═════ TEXTE ═════

Au début de la trentaine, il a perdu son logement. « Je me suis retrouvé sans abri en pleine crise du verglas », relate Marco Poulin. En auto-stop, il s’est rendu en Estrie. C’est à ce moment que le Partage Saint-François est entré dans sa vie. Il y a vécu tant bien que mal. Rongé par la culpabilité d’être un père qui faillit à la tâche, il a connu des rechutes et a perpétré d’autres vols qualifiés. De retour en prison, il s’est découvert des capacités alors insoupçonnées pour la course : les balbutiements de ce qu’il est aujourd’hui. 

La voie du changement

Après cette incarcération, il a emprunté la voie du changement. En thérapie, « j’ai appris à me connaître et à voir mes parts de responsabilité dans la vie », met en lumière M. Poulin. À la suite d’une formation, il a voulu aider les gens et a travaillé en maison de thérapie. De retour au Partage Saint-François, où il occupait le quart de nuit, il vivait de sobriété. « J’avais par contre toujours en moi la honte, la culpabilité par rapport à ma fille dont je ne me suis pas occupé », convient-il.

» J’ai commencé la route de ma rédemption et j’ai enterré mon passé. »  – Marco Poulin

Lors de cette période, il est devenu père d’une seconde fille. « C’était difficile pour moi d’apprivoiser l’amour. Ce n’était pas facile, mon rôle de père, je fuyais beaucoup », résume-t-il. Encore, une rechute a ponctué son chemin. Il a même attenté à ses jours, dans son garage. Se retroussant les manches, il est allé chercher de l’aide à nouveau.

Vers la course

Aux prises avec des problèmes de santé, Marco Poulin a reçu un diagnostic de diabète, en plus d’être atteint d’une cirrhose du foie. « Je me suis demandé si je me laissais mourir. » Ma vie est finie » », a-t-il eu pour réflexion.

═════

■ TÂCHES À RÉALISER ■
• a. Relevez dans le texte sur Marco Poulin tous les verbes ou locutions verbales qui introduisent ses paroles citées.
• b. D'après le texte sur Marco Poulin, ces affirmations sont-elles exactes ? (i) Il s'est rendu en Estrie en auto-stop. (ii) Au Partage Saint-François, il travaillait le quart de jour. (iii) Il a reçu un diagnostic de diabète. Répondez par oui ou par non en citant les mots décisifs du texte.
• c. Réécrivez sous forme de liste le paragraphe du texte qui commence par « Après cette incarcération », en conservant ses faits principaux.
Appuyez-vous uniquement sur le texte.

═════ DONNÉES EXTRAITES ═════

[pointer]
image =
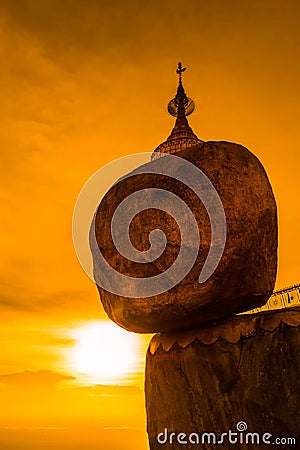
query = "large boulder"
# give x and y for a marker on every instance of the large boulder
(244, 267)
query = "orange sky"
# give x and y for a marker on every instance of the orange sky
(84, 82)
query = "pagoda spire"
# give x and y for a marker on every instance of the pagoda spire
(182, 135)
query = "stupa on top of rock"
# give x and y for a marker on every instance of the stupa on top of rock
(182, 136)
(230, 206)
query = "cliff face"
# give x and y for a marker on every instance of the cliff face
(207, 380)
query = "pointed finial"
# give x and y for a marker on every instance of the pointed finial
(179, 71)
(182, 136)
(180, 105)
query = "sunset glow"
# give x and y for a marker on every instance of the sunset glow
(105, 351)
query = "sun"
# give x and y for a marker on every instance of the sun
(105, 351)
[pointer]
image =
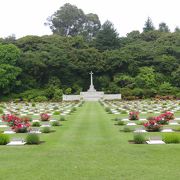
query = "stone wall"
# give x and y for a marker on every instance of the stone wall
(111, 96)
(90, 96)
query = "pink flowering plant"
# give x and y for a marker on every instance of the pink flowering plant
(17, 124)
(164, 118)
(44, 117)
(155, 123)
(134, 115)
(152, 125)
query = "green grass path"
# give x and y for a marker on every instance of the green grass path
(88, 147)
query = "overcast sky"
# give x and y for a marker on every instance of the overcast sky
(27, 17)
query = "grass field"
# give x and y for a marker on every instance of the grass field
(89, 146)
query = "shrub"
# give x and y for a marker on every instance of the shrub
(117, 119)
(177, 128)
(32, 139)
(26, 118)
(40, 99)
(44, 117)
(152, 126)
(127, 129)
(17, 124)
(4, 139)
(134, 115)
(73, 109)
(1, 111)
(139, 138)
(107, 109)
(141, 122)
(56, 113)
(123, 112)
(55, 123)
(171, 138)
(21, 130)
(46, 130)
(62, 118)
(36, 124)
(120, 123)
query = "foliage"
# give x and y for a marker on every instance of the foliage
(107, 37)
(171, 138)
(4, 139)
(140, 65)
(46, 130)
(32, 138)
(36, 124)
(134, 115)
(17, 124)
(71, 21)
(55, 123)
(148, 25)
(127, 129)
(139, 138)
(120, 122)
(44, 117)
(62, 118)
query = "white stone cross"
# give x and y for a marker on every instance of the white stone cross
(91, 73)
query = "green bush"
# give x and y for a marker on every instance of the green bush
(120, 123)
(73, 109)
(139, 138)
(46, 130)
(171, 138)
(40, 99)
(1, 111)
(36, 124)
(55, 123)
(123, 112)
(117, 119)
(4, 139)
(32, 139)
(62, 118)
(177, 128)
(107, 109)
(56, 113)
(140, 122)
(127, 129)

═════

■ RÉPONSES RÉDIGÉES ■
• a. relate ; met en lumière ; convient ; résume ; a eu pour réflexion

• b.
(i) Oui : « En auto-stop, il s’est rendu en Estrie ».
(ii) Non : « où il occupait le quart de nuit ».
(iii) Oui : « Marco Poulin a reçu un diagnostic de diabète ».

• c.
- Après son incarcération, il choisit la voie du changement.
- En thérapie, il apprend à se connaître et à voir ses parts de responsabilité.
- Après une formation, il travaille en maison de thérapie pour aider les gens.
- De retour au Partage Saint-François, où il occupe le quart de nuit, il vit dans la sobriété.
- Il garde toutefois la honte et la culpabilité envers sa fille, dont il ne s'est pas occupé.